# Problem description
Extract every line of the material below word for word, leaving out the picture.

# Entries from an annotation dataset
· · · · · · ·

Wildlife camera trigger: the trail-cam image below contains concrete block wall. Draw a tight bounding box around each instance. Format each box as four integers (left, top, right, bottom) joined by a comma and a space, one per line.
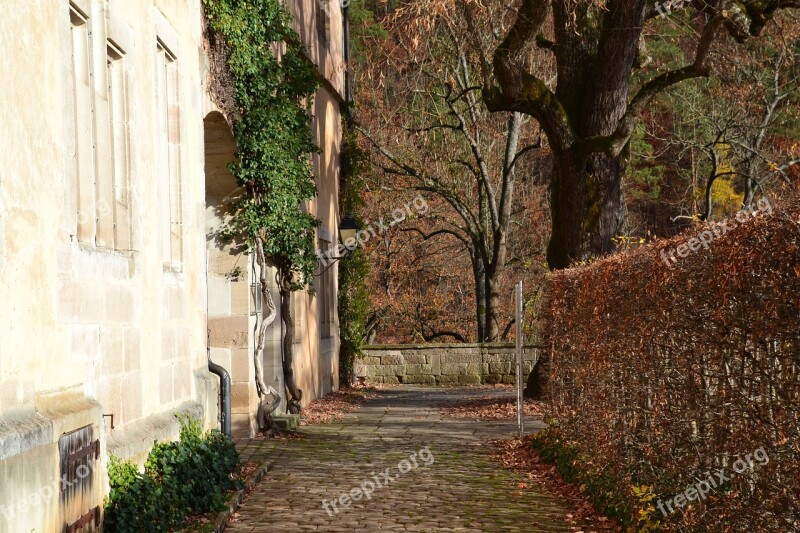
355, 343, 538, 385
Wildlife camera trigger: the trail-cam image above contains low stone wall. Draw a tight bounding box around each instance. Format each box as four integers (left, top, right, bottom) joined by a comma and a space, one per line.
355, 343, 539, 385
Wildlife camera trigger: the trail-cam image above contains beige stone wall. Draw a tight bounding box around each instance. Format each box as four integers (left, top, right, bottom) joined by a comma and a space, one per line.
0, 0, 343, 531
256, 0, 344, 416
355, 344, 539, 385
0, 0, 216, 531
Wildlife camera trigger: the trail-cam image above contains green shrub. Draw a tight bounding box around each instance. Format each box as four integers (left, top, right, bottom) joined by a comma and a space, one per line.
104, 415, 240, 532
103, 456, 169, 532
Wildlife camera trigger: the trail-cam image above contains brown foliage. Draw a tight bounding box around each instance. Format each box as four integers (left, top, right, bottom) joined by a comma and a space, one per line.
539, 194, 800, 531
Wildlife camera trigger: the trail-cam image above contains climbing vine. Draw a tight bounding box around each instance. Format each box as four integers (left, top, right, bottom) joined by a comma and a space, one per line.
203, 0, 320, 412
338, 117, 369, 387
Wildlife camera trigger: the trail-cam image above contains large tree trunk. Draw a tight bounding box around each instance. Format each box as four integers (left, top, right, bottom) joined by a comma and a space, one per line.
472, 259, 487, 342
547, 150, 625, 270
483, 269, 500, 342
280, 272, 303, 414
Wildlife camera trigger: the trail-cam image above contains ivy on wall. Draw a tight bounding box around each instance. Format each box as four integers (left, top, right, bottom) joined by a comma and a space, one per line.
203, 0, 320, 412
203, 0, 319, 290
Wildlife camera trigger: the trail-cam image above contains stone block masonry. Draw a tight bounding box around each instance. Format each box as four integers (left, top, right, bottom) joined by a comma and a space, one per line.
355, 343, 539, 385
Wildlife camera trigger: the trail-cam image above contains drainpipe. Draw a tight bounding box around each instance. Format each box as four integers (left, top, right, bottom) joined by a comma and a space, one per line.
206, 249, 232, 437
342, 0, 353, 114
206, 346, 231, 437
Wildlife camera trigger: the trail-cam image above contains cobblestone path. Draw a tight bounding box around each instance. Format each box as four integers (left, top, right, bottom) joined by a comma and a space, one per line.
226, 387, 579, 532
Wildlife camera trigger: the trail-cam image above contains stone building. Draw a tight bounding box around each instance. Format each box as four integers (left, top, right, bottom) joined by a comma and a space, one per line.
0, 0, 345, 533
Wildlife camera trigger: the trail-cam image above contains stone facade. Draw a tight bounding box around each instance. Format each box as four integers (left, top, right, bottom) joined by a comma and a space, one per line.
355, 344, 538, 385
0, 0, 344, 532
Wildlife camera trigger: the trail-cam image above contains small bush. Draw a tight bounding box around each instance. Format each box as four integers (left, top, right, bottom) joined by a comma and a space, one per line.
104, 415, 239, 532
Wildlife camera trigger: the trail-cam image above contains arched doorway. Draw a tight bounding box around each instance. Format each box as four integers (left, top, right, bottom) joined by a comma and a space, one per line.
203, 111, 258, 437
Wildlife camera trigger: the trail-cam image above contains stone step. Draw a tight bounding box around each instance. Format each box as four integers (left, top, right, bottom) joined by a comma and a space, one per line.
272, 415, 300, 431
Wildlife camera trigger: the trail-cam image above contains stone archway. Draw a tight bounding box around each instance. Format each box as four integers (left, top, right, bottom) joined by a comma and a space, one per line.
203, 111, 258, 437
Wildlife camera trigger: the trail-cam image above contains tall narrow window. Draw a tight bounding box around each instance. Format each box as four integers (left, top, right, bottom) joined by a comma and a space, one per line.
156, 41, 183, 270
316, 0, 328, 46
69, 4, 96, 244
107, 42, 131, 250
317, 239, 336, 339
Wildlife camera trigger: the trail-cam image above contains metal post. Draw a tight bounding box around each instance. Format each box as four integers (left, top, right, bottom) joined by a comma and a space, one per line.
515, 281, 525, 438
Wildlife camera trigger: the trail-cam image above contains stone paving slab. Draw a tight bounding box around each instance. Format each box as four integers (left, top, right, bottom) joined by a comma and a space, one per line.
227, 387, 575, 533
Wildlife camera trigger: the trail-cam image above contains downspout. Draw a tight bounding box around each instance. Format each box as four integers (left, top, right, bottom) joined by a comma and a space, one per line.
206, 249, 232, 437
206, 346, 231, 437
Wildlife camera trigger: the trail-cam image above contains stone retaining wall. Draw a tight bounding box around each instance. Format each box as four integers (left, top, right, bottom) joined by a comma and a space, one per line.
355, 343, 538, 385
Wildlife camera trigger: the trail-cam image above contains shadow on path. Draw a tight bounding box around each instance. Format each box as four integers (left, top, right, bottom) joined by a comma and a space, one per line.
226, 386, 579, 532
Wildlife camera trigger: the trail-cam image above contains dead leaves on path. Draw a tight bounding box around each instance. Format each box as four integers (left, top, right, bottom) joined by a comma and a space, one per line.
302, 387, 375, 425
441, 390, 542, 420
492, 437, 621, 533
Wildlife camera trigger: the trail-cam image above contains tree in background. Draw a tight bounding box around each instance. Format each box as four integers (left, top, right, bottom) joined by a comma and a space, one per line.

· · · · · · ·

# Finished task
Wildlife camera trigger: the trail-cam image below contains concrete block wall. Draw a tight bounding box around each instance. Format each box as four integers (left, top, right, bottom) joined by a comma and a space, one per line.
355, 343, 538, 385
Wildlife camera trigger: the trail-cam image above contains low stone wall. Draw a tight bounding box around each instance. Format each box as four integers (left, top, right, bottom) joined by a comma and a space, one per line.
355, 343, 539, 385
Wildlife camera trigger: the trail-cam image above contains beige stone wall. Draw a tight bounding box around each instance. Format each box as four integers (left, top, right, bottom) joined by a comma and a space, one per line.
0, 0, 343, 531
256, 0, 344, 416
355, 344, 539, 385
0, 0, 216, 531
Wildlife camera trigger: the trail-cam image above contains green shrub. Draw a tight bounding box around each instance. Format each box as four integers (left, top, right, bottom) joined by a comma and a space, one per line.
104, 415, 240, 532
103, 456, 169, 532
Wildlife camera trigger: the trail-cam image above contains brown foliage. Draw a tight bounding box around each instance. Format each box as four integers (left, top, right, bottom) joined by a comma and a space, one per line.
539, 194, 800, 531
Wildlife camera trigger: the trail-cam image above contains climbing vine. Draw a tight bounding box around each instance. Format each box as four integers (left, top, right, bottom) joined by a comma and a space, one per line.
203, 0, 320, 412
338, 117, 369, 387
Wildlife camera trigger: the trail-cam image above contains large tree trunk. Draw a tight bounding box around each instance. Format each box as four integers (left, top, right, bottom) joined by a comma and a space, one per line.
472, 259, 487, 342
547, 150, 625, 270
483, 269, 500, 342
280, 272, 303, 414
Wildlife camera trigger: the trail-cam image above contains ivy on wall. Draw a tight bounding box around each instance. Format each box as four integers (left, top, right, bottom) joined by a comma and a space, one per line.
203, 0, 320, 412
203, 0, 319, 290
Wildlife camera trigger: the trail-cam image above contains stone block masonry. Draw a tight bounding box around each instance. Format each box as four integers (left, top, right, bottom) joined by a comma and a space, one per line.
355, 343, 539, 385
Wildlife camera trigger: the trail-cam image above contains drainpipe. Draw a tight bounding box around each instance. Format each box as four integers (left, top, right, bottom) joined by a comma and a space, one per line.
206, 249, 232, 437
342, 0, 353, 114
206, 346, 231, 437
Wildlife camera trigger: the trail-cam image above contains cobblestone path. Draw a tight bounding box around each instance. Format each box as four integers (left, top, right, bottom) joined by a comma and a space, one per line.
226, 387, 579, 532
Wildlife camera trigger: the trail-cam image above contains stone building. Draw a tight bounding box around each instance. Format each box as four integers (left, top, right, bottom) joined by a comma and a space, one per line.
0, 0, 345, 533
Wildlife camera trigger: the trail-cam image above contains stone facade. Draw a tight bounding box around each instance. Format each box as four integers (left, top, right, bottom) joined by a comma and a space, one per line.
355, 344, 538, 385
0, 0, 344, 532
Wildlife camera trigger: the trail-cam image above contains small bush. Draw a tight bounding box around each instance. Format each box as four integers (left, top, right, bottom) joined by a comma and a space, one per line.
104, 415, 239, 532
Wildlife camera trigger: the trail-cam image above contains arched doorway. Draw a tight bounding box around each instance. Format each box as four integers (left, top, right, bottom) joined by a comma and a space, one per line.
203, 111, 258, 437
Wildlife camera trigger: the trail-cam image above contains stone step. Draw a tight bounding box around each instance. Format each box as four integers (left, top, right, bottom) joined by a comma and a space, one per line.
272, 415, 300, 431
Wildlife camera trigger: the trail-cam image above contains stone archway. Draw a tight bounding box around each instance. Format each box as four integers (left, top, right, bottom) joined by a comma and a space, one per line.
203, 111, 258, 437
Wildlife camera trigger: the trail-cam image above contains tall narrow window. Draw a tight bounding box around each instance. Format each box as four integers (left, top, right, bottom) joined by a comma and a space, one per line.
156, 41, 183, 270
316, 0, 328, 46
69, 4, 96, 244
107, 42, 131, 250
317, 239, 336, 339
Wildlife camera trigger: the trail-cam image above contains metal post. Draw a tight bounding box around each instance. Format each box as four integers (left, top, right, bottom) joined by a comma and a space, one per line.
515, 281, 525, 438
Wildlife camera trigger: the trail-cam image above contains stone paving slab. Draw a tight bounding box around each instance. Format each box as four integers (left, top, right, bottom) joined by a comma and a space, one per line.
227, 387, 575, 533
Wildlife camera trigger: the trail-cam image above contains downspout. Draw a tight bounding box around each instance. Format each box as four integers (left, top, right, bottom) joined by a comma and a space, one per line.
206, 249, 232, 437
206, 346, 231, 437
Wildlife camera trigger: the trail-cam image above contains stone retaining wall. Draw a tight bounding box around each instance. Format each box as four integers (left, top, right, bottom) joined by a comma and a space, one per line.
355, 343, 538, 385
Wildlife camera trigger: the trail-cam image above contains shadow on path. Draw a tight bounding box around each instance. Format each box as four integers (left, top, right, bottom) joined by a comma and a space, one per line.
226, 386, 579, 532
Wildlife camera trigger: the trail-cam image above contains dead leaves on path. Draw a tight bounding box around each instance. Format each box as four integers (left, top, right, bottom) joined by a comma and a space, one per line.
302, 387, 375, 425
441, 390, 542, 420
492, 437, 621, 533
Wildlife camera trigger: the trail-cam image above contains tree in background. Draw a tight bounding box around each instance. Format each box as four integers (left, top, right, bottom) joined by a comma and a space, one per line.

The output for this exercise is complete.